# Pointing dataset records:
•••
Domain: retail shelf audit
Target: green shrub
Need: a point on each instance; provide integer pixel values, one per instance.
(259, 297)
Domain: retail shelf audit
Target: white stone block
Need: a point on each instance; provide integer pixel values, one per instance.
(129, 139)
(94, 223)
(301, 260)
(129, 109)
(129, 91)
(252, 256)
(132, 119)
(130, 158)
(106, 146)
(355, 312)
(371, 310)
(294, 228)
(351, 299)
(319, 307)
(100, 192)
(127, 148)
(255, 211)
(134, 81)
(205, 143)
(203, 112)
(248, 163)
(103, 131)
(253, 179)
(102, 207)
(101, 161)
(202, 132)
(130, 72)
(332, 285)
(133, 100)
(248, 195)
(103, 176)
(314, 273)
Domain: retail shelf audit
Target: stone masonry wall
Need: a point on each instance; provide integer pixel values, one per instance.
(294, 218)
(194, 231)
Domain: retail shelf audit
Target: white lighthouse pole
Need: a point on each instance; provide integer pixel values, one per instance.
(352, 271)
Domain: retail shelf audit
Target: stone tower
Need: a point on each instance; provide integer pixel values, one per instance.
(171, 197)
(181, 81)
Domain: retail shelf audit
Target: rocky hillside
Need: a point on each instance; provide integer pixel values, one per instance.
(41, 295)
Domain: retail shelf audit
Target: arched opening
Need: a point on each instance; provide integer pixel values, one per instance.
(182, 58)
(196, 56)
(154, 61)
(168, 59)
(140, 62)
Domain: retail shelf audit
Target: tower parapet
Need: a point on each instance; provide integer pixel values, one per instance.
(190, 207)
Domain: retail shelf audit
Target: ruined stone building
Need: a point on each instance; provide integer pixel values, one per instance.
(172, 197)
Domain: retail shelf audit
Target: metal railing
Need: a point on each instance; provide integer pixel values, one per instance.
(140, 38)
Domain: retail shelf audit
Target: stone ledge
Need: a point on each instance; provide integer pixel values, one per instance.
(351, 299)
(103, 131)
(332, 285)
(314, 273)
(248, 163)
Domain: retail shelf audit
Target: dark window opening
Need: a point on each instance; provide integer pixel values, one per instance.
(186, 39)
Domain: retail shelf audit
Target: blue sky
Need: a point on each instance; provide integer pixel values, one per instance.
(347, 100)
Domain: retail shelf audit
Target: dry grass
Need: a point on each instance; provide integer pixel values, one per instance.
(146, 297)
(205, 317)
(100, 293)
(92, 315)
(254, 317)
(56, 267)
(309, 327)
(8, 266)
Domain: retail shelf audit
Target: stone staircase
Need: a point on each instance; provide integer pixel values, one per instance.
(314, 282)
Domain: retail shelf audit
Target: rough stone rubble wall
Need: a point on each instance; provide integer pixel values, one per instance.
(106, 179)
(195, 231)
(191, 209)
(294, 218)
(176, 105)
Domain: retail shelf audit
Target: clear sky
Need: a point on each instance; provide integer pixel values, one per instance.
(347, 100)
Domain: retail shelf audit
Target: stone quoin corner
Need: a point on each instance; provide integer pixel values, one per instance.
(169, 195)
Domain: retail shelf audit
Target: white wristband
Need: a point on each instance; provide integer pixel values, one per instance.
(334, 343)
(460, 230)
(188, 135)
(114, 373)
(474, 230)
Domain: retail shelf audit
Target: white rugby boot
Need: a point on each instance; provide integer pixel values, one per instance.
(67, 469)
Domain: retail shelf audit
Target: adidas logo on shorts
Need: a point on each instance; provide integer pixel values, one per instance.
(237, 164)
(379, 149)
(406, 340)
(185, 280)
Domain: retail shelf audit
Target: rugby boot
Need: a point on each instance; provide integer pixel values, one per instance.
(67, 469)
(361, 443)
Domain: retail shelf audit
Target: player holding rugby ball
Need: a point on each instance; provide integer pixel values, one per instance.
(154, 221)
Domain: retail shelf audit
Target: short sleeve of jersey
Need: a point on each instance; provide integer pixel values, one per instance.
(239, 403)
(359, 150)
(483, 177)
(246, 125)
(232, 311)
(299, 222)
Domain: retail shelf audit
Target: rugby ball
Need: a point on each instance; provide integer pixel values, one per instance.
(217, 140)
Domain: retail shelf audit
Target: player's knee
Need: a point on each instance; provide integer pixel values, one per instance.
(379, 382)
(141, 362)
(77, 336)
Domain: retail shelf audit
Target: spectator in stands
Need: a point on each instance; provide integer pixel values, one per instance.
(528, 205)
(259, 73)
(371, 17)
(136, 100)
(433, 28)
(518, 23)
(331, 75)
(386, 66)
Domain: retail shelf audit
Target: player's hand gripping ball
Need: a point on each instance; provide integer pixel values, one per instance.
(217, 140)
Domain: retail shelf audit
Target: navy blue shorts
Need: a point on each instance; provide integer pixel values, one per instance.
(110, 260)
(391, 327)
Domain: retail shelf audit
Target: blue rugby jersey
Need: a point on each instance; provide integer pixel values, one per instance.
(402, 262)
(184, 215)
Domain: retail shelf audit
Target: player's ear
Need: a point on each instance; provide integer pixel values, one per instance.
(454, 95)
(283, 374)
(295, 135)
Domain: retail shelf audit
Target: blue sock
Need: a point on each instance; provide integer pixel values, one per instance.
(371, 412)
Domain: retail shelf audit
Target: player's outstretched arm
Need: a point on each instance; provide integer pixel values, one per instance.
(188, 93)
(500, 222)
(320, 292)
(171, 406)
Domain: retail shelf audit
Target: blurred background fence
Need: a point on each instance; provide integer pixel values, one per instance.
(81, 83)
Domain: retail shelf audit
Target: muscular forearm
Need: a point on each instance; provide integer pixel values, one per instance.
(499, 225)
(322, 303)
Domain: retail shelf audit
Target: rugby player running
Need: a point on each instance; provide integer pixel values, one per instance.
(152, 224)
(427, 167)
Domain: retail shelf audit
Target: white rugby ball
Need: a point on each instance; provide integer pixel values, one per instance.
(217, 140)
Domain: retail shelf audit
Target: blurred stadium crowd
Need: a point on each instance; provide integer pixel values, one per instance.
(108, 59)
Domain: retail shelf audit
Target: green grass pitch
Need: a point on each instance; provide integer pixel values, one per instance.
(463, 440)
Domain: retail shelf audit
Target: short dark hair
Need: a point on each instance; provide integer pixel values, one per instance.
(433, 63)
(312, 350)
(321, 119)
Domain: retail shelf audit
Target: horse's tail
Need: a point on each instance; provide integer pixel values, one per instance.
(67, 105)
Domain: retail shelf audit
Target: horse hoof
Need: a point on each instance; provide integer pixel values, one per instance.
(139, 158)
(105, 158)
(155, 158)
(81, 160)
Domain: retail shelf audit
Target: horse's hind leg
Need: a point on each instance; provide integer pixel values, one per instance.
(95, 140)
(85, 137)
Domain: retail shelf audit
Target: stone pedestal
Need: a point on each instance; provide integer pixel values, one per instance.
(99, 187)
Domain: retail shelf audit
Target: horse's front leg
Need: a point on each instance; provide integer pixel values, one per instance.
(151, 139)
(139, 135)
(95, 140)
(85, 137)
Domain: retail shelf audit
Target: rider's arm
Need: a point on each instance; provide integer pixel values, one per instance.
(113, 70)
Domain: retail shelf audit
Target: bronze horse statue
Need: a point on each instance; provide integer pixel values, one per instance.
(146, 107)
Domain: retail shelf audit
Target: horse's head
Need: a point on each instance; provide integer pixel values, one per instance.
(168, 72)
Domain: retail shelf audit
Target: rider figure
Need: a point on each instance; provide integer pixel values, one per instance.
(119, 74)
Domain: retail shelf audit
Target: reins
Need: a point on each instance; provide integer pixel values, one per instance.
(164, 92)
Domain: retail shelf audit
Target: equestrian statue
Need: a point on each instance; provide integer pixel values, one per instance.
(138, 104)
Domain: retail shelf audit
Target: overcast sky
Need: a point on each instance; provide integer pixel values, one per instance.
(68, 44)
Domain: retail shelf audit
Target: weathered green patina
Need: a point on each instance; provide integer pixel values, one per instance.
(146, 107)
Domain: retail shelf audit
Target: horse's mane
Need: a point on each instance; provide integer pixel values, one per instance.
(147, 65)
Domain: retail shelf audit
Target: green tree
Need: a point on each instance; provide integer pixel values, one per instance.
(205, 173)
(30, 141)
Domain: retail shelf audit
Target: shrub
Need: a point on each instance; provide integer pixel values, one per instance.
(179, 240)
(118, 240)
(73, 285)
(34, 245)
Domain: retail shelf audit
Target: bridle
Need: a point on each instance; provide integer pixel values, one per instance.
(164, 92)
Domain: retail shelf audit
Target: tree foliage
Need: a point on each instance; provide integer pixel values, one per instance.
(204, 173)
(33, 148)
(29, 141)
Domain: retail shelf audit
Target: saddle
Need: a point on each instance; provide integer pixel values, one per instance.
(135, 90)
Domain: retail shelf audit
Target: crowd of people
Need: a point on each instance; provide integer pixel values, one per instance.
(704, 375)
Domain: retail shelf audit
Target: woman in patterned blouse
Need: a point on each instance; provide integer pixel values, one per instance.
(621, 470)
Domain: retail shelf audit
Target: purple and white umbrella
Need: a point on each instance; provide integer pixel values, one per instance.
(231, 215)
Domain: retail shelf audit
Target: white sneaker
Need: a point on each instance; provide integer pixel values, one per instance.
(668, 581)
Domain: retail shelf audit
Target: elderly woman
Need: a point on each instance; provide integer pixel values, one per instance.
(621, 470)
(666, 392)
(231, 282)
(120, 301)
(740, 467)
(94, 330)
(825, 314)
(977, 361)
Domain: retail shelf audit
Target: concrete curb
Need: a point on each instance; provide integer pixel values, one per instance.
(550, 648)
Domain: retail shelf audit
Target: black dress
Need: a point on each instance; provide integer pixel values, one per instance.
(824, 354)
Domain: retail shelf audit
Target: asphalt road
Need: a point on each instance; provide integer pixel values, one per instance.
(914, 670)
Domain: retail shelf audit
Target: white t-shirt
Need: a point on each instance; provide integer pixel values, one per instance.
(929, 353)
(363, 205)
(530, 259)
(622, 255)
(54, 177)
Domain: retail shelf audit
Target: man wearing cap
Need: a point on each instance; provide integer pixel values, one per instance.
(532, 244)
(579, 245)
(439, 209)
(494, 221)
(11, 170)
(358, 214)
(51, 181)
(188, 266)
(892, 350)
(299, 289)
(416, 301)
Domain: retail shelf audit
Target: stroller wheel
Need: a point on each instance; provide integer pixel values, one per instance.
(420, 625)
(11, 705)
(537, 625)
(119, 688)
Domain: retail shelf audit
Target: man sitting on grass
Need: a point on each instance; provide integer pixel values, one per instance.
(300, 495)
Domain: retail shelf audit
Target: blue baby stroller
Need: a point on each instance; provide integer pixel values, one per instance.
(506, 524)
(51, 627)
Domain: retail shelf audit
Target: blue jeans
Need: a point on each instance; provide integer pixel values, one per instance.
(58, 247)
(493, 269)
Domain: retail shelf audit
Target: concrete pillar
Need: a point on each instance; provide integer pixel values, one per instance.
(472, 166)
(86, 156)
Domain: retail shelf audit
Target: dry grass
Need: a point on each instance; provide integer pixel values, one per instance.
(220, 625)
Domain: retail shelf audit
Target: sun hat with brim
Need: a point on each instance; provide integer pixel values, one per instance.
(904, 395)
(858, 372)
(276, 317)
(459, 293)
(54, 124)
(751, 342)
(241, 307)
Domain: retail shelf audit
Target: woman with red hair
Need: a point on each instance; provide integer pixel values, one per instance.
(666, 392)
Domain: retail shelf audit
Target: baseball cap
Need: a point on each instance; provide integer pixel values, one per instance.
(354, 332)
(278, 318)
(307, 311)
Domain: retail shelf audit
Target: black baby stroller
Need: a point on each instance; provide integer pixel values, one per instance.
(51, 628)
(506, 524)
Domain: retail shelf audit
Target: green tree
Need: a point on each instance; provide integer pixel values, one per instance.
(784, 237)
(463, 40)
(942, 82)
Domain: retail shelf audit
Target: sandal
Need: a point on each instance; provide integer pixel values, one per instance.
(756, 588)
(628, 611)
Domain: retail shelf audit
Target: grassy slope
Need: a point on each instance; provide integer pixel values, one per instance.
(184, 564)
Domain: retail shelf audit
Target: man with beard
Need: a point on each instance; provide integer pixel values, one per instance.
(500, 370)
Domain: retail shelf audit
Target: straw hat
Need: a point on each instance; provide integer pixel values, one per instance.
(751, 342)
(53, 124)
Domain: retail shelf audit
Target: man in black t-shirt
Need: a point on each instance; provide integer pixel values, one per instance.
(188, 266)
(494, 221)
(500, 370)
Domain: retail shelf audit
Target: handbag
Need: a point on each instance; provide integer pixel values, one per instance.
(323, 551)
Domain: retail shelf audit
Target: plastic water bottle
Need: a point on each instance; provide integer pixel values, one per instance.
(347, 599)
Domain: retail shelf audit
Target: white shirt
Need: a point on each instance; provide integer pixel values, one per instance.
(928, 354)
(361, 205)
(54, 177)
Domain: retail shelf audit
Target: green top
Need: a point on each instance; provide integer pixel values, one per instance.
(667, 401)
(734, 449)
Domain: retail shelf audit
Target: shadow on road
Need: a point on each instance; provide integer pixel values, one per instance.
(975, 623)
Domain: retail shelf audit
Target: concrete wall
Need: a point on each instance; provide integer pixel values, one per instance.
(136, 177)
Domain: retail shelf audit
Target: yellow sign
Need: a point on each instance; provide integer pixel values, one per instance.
•••
# Work to complete:
Return every line of the items above that contains the word "woman". Case counts.

# Output below:
Target: woman in patterned blouse
Target: elderly woman
Target: woman with red hair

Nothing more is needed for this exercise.